[Position identification records]
** Start **
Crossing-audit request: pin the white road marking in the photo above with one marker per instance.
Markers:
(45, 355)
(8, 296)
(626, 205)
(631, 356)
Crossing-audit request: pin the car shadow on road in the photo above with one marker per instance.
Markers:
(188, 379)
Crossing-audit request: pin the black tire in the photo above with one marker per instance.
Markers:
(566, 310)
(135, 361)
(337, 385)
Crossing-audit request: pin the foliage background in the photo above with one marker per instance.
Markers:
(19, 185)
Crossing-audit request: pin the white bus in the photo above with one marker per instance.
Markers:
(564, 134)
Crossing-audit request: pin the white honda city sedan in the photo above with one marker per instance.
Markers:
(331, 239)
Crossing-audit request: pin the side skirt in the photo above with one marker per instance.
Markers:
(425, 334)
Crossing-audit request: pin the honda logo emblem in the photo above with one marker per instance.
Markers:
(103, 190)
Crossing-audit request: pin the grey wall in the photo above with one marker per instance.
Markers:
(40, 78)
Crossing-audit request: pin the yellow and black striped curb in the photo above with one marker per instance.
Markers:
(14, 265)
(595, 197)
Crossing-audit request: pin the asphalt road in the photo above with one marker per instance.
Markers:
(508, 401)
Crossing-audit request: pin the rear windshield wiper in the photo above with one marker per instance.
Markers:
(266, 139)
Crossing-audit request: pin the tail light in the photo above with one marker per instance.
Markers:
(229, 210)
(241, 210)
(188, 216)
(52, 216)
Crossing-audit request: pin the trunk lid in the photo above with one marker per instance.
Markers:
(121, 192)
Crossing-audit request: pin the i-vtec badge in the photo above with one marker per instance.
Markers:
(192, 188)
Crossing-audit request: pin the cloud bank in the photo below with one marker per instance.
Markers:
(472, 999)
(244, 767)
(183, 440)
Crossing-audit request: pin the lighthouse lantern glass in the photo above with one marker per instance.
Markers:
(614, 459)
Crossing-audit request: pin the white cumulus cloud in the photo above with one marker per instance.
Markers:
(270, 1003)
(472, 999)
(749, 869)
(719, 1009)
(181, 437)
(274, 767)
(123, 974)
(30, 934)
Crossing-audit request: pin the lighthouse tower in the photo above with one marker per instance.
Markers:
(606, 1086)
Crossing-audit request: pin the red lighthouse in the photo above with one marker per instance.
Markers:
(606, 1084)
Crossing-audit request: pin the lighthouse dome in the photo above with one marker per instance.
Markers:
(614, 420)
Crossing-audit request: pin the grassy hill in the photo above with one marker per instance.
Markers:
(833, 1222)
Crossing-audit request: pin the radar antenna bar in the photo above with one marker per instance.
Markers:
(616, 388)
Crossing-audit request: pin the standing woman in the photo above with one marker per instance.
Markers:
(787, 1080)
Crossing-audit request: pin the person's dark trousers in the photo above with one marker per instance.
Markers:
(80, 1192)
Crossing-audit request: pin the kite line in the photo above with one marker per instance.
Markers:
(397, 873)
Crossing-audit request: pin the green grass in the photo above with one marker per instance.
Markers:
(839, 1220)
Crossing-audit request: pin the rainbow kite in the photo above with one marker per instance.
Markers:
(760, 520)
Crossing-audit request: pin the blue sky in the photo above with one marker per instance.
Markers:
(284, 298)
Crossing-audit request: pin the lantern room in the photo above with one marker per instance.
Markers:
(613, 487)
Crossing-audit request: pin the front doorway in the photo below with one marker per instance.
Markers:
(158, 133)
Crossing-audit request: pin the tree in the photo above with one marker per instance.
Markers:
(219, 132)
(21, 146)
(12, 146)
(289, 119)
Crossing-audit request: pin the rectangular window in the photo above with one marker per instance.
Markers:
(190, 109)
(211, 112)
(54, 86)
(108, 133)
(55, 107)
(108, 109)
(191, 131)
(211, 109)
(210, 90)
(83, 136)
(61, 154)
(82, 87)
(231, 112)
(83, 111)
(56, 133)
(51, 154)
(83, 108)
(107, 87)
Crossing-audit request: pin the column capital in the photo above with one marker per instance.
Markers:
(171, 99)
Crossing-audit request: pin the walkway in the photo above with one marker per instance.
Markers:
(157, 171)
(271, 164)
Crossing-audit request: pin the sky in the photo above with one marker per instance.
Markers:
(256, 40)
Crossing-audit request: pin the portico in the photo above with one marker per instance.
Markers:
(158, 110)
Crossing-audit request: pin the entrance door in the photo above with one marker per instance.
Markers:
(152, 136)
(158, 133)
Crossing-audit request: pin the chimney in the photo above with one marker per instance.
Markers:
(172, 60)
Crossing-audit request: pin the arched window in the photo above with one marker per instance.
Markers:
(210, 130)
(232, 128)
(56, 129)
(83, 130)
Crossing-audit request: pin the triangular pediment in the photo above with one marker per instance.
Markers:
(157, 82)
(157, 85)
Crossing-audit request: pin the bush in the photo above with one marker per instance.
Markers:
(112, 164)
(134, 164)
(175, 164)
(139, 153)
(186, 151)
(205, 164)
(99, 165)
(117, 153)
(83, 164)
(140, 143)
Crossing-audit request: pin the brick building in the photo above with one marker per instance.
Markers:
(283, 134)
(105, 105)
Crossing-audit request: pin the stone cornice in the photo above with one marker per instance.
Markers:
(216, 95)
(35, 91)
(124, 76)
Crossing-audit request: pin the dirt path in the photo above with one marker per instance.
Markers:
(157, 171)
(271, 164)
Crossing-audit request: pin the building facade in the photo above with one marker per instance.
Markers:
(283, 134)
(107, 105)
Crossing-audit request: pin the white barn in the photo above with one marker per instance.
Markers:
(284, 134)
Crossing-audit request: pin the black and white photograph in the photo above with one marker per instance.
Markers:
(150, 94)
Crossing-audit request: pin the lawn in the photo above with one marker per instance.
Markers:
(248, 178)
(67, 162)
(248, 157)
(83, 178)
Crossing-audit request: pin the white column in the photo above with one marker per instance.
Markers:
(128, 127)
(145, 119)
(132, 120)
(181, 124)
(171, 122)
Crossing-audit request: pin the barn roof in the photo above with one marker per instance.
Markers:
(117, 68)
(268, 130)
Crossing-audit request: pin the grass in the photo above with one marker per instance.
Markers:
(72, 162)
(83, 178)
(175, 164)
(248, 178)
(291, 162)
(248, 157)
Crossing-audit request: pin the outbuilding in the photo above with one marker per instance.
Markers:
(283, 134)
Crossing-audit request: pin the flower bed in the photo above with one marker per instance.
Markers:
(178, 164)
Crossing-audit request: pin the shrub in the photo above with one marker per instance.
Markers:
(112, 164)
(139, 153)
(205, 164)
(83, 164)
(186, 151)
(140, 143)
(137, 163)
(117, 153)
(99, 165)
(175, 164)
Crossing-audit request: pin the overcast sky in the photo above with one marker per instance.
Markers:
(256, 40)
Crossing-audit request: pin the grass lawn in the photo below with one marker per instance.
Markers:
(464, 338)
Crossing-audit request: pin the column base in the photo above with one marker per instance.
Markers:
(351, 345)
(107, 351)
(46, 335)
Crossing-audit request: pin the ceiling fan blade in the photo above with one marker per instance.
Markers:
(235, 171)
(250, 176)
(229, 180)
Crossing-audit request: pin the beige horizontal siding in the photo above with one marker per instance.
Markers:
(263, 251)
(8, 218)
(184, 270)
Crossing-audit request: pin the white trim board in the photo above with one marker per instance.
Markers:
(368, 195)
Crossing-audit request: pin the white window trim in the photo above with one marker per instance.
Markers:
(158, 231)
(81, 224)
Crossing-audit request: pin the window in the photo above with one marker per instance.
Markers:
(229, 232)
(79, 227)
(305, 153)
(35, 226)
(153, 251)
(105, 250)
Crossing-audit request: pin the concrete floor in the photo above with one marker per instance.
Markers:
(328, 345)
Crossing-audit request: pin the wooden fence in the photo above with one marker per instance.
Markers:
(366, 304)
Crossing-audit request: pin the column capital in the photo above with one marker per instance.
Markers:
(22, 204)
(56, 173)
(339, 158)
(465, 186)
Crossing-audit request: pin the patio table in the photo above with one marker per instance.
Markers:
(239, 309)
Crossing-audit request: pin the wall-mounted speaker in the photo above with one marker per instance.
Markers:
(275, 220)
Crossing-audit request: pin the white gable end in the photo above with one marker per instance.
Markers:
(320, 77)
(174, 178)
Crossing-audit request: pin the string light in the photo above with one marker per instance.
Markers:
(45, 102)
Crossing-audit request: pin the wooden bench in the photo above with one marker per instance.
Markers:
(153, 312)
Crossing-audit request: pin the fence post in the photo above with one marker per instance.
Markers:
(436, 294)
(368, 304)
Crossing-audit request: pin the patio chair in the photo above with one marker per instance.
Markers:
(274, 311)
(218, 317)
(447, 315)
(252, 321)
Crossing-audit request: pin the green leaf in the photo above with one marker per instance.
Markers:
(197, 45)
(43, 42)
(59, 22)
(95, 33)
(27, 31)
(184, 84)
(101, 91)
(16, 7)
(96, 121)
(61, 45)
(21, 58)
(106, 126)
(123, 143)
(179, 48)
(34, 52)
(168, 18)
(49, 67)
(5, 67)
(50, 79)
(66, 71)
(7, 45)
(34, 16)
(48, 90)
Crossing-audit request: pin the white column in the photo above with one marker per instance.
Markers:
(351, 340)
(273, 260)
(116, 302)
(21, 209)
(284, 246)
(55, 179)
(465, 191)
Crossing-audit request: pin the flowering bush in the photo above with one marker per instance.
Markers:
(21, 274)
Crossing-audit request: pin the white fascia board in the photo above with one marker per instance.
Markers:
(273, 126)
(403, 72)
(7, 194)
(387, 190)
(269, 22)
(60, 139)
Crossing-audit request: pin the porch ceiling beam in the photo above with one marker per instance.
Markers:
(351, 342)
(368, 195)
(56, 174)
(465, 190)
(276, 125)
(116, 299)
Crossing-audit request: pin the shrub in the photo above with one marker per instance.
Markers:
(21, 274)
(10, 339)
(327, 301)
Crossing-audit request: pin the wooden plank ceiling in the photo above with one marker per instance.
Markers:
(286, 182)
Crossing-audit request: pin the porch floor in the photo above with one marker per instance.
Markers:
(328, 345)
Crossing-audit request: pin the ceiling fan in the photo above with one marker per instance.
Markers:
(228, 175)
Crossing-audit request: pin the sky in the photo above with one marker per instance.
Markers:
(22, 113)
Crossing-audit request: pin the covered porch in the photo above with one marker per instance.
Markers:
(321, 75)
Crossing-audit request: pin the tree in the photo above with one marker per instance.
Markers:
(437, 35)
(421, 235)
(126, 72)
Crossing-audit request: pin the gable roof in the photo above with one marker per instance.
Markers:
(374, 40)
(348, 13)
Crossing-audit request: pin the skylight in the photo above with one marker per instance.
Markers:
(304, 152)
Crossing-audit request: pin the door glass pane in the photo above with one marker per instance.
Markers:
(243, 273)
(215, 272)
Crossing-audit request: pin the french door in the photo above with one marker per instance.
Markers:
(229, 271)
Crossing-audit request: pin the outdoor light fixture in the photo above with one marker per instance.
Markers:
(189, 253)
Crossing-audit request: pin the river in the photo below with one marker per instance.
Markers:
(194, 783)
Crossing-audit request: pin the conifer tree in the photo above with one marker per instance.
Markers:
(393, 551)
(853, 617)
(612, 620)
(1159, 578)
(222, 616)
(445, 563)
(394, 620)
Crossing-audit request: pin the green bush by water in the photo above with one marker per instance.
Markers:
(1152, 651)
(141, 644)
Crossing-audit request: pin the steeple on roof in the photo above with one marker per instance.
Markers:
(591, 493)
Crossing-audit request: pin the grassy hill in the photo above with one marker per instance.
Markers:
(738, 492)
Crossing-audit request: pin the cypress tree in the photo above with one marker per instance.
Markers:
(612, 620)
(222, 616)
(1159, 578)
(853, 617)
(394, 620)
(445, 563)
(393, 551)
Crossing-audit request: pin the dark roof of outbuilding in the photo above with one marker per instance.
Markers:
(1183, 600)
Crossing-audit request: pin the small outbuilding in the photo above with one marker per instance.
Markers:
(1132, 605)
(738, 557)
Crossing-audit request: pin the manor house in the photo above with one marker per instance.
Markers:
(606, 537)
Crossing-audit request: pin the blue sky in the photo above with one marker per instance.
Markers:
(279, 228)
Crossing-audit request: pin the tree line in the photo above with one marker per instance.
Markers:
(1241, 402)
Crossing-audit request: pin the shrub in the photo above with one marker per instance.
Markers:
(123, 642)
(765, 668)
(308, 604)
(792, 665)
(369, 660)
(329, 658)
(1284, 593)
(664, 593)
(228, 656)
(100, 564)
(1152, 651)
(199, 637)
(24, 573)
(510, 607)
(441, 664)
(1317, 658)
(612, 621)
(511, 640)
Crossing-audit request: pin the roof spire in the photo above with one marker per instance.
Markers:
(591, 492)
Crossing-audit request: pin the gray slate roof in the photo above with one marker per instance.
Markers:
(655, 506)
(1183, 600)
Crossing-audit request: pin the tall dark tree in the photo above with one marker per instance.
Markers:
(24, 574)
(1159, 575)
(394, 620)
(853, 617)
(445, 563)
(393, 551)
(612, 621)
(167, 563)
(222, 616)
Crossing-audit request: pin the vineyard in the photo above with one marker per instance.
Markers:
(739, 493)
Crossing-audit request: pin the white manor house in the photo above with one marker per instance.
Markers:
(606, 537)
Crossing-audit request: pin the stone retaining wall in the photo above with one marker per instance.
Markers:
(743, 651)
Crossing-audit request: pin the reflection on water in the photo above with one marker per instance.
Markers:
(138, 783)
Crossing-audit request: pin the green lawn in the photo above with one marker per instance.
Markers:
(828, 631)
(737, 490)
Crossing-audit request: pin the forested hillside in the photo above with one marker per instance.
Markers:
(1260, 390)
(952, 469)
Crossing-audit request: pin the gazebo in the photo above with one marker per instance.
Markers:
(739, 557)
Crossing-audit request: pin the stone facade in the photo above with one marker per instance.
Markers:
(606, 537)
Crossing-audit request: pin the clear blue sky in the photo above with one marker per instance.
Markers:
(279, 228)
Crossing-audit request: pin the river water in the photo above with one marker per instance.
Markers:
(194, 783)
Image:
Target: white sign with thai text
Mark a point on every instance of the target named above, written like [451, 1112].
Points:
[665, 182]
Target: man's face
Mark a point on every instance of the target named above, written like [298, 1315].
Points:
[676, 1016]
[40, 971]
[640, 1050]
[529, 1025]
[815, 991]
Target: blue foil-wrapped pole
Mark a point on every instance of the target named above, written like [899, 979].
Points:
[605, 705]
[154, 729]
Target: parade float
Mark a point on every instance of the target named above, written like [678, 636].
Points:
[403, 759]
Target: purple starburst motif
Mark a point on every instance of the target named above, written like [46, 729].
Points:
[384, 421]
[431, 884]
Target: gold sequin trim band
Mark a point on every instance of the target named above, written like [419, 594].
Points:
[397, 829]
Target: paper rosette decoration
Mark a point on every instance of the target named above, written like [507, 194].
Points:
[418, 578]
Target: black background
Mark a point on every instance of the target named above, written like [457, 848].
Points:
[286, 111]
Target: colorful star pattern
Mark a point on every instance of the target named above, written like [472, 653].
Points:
** End **
◆ Problem: In the listing above, find the line with "Target: man's face" and set down that line and all after it exactly, through the final line.

◆ Expected answer:
Target: man's face
Mark a point on every instance of the target named above, written like [298, 1315].
Points:
[676, 1016]
[40, 971]
[640, 1050]
[529, 1025]
[815, 991]
Target: blue foil-wrapped pole
Mark a point on every instance of the target named above, written like [899, 979].
Points:
[605, 705]
[154, 729]
Target: parade float
Mark a point on every instance of the target named above, written like [678, 636].
Points:
[403, 759]
Target: purple starburst motif
Mark a point on every instance of the target named above, written like [46, 729].
Points:
[384, 421]
[431, 884]
Target: gold sequin trim band
Mark a point on every instance of the target named above, written like [419, 594].
Points:
[397, 829]
Target: paper rosette decoration
Mark a point on every instance of the target named above, written like [507, 194].
Points:
[418, 578]
Target: black background
Mark a point on every instance of the target named above, written like [457, 848].
Points:
[286, 111]
Target: colorful star pattern
Mark a point on every instance of the target named above, written like [472, 653].
Points:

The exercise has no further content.